> [STATED EXERCISE]:
Return each line of the listing below unchanged, from the first line to the last.

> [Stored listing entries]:
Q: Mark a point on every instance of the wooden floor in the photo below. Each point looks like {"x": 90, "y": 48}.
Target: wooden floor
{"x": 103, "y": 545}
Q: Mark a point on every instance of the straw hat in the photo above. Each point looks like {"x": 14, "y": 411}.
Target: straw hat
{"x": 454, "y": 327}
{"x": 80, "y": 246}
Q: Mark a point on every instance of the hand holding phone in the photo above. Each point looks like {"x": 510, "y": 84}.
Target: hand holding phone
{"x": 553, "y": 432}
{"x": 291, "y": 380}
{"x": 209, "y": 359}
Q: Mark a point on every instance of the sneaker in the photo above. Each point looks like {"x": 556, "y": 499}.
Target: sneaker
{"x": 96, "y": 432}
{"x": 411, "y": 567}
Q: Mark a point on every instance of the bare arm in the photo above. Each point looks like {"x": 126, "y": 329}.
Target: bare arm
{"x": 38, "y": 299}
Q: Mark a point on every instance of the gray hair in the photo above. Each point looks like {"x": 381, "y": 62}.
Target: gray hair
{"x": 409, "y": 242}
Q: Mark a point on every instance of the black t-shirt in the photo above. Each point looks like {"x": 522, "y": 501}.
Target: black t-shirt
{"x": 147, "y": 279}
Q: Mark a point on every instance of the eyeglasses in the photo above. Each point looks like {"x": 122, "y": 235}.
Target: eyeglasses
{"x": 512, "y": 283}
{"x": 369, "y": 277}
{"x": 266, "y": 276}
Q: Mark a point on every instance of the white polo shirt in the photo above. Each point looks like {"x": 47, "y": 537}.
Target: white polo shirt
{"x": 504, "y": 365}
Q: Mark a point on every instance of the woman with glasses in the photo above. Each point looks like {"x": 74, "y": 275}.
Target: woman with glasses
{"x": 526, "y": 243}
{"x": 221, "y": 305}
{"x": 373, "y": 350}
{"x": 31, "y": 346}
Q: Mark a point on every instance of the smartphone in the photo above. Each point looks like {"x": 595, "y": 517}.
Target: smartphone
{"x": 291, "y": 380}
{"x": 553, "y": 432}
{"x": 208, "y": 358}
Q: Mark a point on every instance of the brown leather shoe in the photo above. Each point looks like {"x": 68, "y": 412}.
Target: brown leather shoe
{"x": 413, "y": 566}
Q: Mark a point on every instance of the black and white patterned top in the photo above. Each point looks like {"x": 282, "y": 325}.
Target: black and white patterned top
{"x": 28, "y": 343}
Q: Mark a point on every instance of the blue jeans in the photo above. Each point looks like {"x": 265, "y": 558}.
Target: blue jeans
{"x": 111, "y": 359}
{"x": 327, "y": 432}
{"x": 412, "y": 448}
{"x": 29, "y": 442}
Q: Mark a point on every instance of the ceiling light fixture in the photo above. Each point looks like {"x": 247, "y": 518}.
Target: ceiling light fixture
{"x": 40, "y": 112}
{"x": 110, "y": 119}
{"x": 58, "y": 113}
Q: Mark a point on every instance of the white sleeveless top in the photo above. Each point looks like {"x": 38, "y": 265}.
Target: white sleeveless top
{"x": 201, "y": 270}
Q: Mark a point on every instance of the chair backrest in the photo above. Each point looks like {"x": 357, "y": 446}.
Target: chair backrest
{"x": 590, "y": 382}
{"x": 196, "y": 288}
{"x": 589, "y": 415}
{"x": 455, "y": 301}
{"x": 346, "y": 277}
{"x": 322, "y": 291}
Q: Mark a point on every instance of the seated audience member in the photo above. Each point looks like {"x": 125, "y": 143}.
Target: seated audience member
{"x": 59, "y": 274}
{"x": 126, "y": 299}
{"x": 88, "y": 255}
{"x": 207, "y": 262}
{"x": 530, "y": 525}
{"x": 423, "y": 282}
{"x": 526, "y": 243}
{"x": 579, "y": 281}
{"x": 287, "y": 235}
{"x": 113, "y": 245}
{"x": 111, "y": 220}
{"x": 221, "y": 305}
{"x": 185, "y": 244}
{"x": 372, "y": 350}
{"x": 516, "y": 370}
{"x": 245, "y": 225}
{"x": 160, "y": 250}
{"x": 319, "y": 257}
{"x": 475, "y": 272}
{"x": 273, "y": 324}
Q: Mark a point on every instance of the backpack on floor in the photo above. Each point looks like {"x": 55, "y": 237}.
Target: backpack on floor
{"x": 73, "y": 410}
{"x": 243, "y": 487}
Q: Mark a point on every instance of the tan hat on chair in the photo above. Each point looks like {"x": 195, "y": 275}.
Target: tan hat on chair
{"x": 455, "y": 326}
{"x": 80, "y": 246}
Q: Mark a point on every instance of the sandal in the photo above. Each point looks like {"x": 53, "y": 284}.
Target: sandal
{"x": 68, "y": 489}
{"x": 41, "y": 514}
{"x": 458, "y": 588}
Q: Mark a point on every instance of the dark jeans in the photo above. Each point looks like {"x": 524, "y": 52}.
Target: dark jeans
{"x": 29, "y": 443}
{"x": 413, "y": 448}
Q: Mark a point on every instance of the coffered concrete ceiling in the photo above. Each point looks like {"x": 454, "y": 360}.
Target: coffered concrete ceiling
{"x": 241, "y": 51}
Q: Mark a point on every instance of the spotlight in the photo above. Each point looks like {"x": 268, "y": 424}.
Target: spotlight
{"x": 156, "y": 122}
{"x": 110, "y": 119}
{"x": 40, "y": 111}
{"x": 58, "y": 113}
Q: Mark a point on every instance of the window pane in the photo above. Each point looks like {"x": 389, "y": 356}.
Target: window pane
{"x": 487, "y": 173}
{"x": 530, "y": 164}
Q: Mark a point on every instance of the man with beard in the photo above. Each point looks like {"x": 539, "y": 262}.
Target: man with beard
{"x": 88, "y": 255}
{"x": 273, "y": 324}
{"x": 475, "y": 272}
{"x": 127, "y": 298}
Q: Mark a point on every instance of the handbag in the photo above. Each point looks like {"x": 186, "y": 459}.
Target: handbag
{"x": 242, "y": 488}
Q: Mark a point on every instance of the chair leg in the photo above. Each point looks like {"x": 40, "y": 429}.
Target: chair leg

> [THE RESPONSE]:
Q: Mark a point on every instance of the wooden floor in the photo below. Each point looks like {"x": 90, "y": 48}.
Target: wooden floor
{"x": 103, "y": 545}
Q: Mark a point on every instance of the straw hat in the photo above. Each point looks like {"x": 14, "y": 411}.
Target: straw hat
{"x": 454, "y": 327}
{"x": 80, "y": 246}
Q: Mark a point on every instance of the hand holding phone in the photo above. Each point looks like {"x": 510, "y": 84}.
Target: hand holding phone
{"x": 553, "y": 432}
{"x": 291, "y": 380}
{"x": 209, "y": 359}
Q: Mark a point on every instance of the sneaker in the photo above. Each point looks like {"x": 556, "y": 499}.
Target: sneaker
{"x": 96, "y": 432}
{"x": 411, "y": 567}
Q: Mark a point on every instance of the bare arm in the photo above. Each point looks like {"x": 126, "y": 329}.
Target: bare arm
{"x": 38, "y": 299}
Q: Mark a point on every instance of the gray hair in the photo above. Each point looks like {"x": 381, "y": 62}.
Target: gray hair
{"x": 409, "y": 242}
Q: Mark a point on every instance of the black t-shirt in the photo above. Each point looks like {"x": 522, "y": 501}.
Target: black t-shirt
{"x": 147, "y": 279}
Q: Mark a point on every instance of the eyeglasses in the photo above. Each point looks like {"x": 122, "y": 235}.
Target: eyeglasses
{"x": 512, "y": 283}
{"x": 369, "y": 277}
{"x": 266, "y": 276}
Q: Mark a point on every instance of the white polo shirt in the photo above. Each point looks like {"x": 47, "y": 537}.
Target: white polo shirt
{"x": 504, "y": 365}
Q: Mark a point on every instance of the woman with glasses in the photo above. Each point looks like {"x": 74, "y": 275}.
Target: woman with glasses
{"x": 526, "y": 243}
{"x": 221, "y": 305}
{"x": 373, "y": 350}
{"x": 31, "y": 346}
Q: Mark a point on every instance of the smartphone in the photo above. Each point looks like {"x": 595, "y": 517}.
Target: smartphone
{"x": 291, "y": 380}
{"x": 553, "y": 432}
{"x": 208, "y": 358}
Q: Mark a point on every instance of the brown leather shoe in the photo above. Each point looks like {"x": 68, "y": 412}.
Target: brown leather shoe
{"x": 413, "y": 566}
Q: Mark a point on every instance of the black and white patterned top in the photo above. Each point looks like {"x": 282, "y": 325}.
Target: black and white patterned top
{"x": 28, "y": 343}
Q: Mark a point on every instance of the blue jeans in the photo above. Each point looks like {"x": 265, "y": 558}.
Target: blue jeans
{"x": 111, "y": 359}
{"x": 327, "y": 432}
{"x": 412, "y": 448}
{"x": 29, "y": 442}
Q: Mark a point on every instance of the ceiling light fixture in the photo above. Each point looks like {"x": 247, "y": 518}.
Target: ceiling light fixture
{"x": 40, "y": 112}
{"x": 110, "y": 119}
{"x": 58, "y": 113}
Q: Mark a point on every instance of the white sleeveless top in the photo above. Each point looks like {"x": 38, "y": 265}.
Target: white sleeveless top
{"x": 201, "y": 270}
Q: Mark a point on every instance of the chair backrest in the photo above. Each point looks like {"x": 357, "y": 446}.
Target: chair backrest
{"x": 590, "y": 382}
{"x": 196, "y": 288}
{"x": 589, "y": 415}
{"x": 455, "y": 301}
{"x": 346, "y": 277}
{"x": 322, "y": 291}
Q: Mark a point on every instance of the seated audience member in the photo above. Each point looks like {"x": 125, "y": 143}.
Target: seated audience member
{"x": 59, "y": 274}
{"x": 126, "y": 299}
{"x": 88, "y": 255}
{"x": 207, "y": 262}
{"x": 530, "y": 525}
{"x": 423, "y": 282}
{"x": 526, "y": 243}
{"x": 579, "y": 281}
{"x": 287, "y": 235}
{"x": 113, "y": 245}
{"x": 111, "y": 220}
{"x": 221, "y": 305}
{"x": 185, "y": 244}
{"x": 372, "y": 350}
{"x": 516, "y": 370}
{"x": 245, "y": 225}
{"x": 160, "y": 250}
{"x": 319, "y": 257}
{"x": 475, "y": 272}
{"x": 273, "y": 324}
Q: Mark a point on every instance of the backpack on floor in the photo above. Each point looks like {"x": 55, "y": 237}.
Target: backpack on floor
{"x": 73, "y": 410}
{"x": 243, "y": 487}
Q: Mark a point on every instance of the tan hat on chair in the photo above. Each point looks like {"x": 195, "y": 275}.
Target: tan hat on chair
{"x": 455, "y": 326}
{"x": 80, "y": 246}
Q: Mark a point on every instance of the sandal in the photo above. Each point looks like {"x": 53, "y": 284}.
Target: sandal
{"x": 68, "y": 489}
{"x": 41, "y": 514}
{"x": 458, "y": 588}
Q: Mark a point on every instance of the dark jeans in the photo above. Each point looks like {"x": 524, "y": 52}.
Target: dark jeans
{"x": 29, "y": 443}
{"x": 413, "y": 448}
Q: Mark a point on every instance of the coffered concrete ceiling in the photo above. Each point looks like {"x": 454, "y": 360}.
Target: coffered concrete ceiling
{"x": 241, "y": 51}
Q: Mark a point on every instance of the spotlight in the photo above. Each point looks like {"x": 268, "y": 424}.
Target: spotlight
{"x": 156, "y": 122}
{"x": 110, "y": 119}
{"x": 40, "y": 111}
{"x": 58, "y": 113}
Q: Mark a point on every instance of the window pane in the photo above. Each point looks like {"x": 389, "y": 356}.
Target: window pane
{"x": 487, "y": 173}
{"x": 530, "y": 164}
Q: Mark a point on every instance of the man with beard in the photo above. Each point looks like {"x": 539, "y": 262}.
Target: man with beard
{"x": 88, "y": 255}
{"x": 273, "y": 324}
{"x": 475, "y": 272}
{"x": 127, "y": 298}
Q: Mark a point on every instance of the handbag in the photo above. Each point looks like {"x": 186, "y": 459}.
Target: handbag
{"x": 242, "y": 488}
Q: Mark a point on every instance of the chair leg in the photo above. Each point looks like {"x": 40, "y": 429}.
Target: chair leg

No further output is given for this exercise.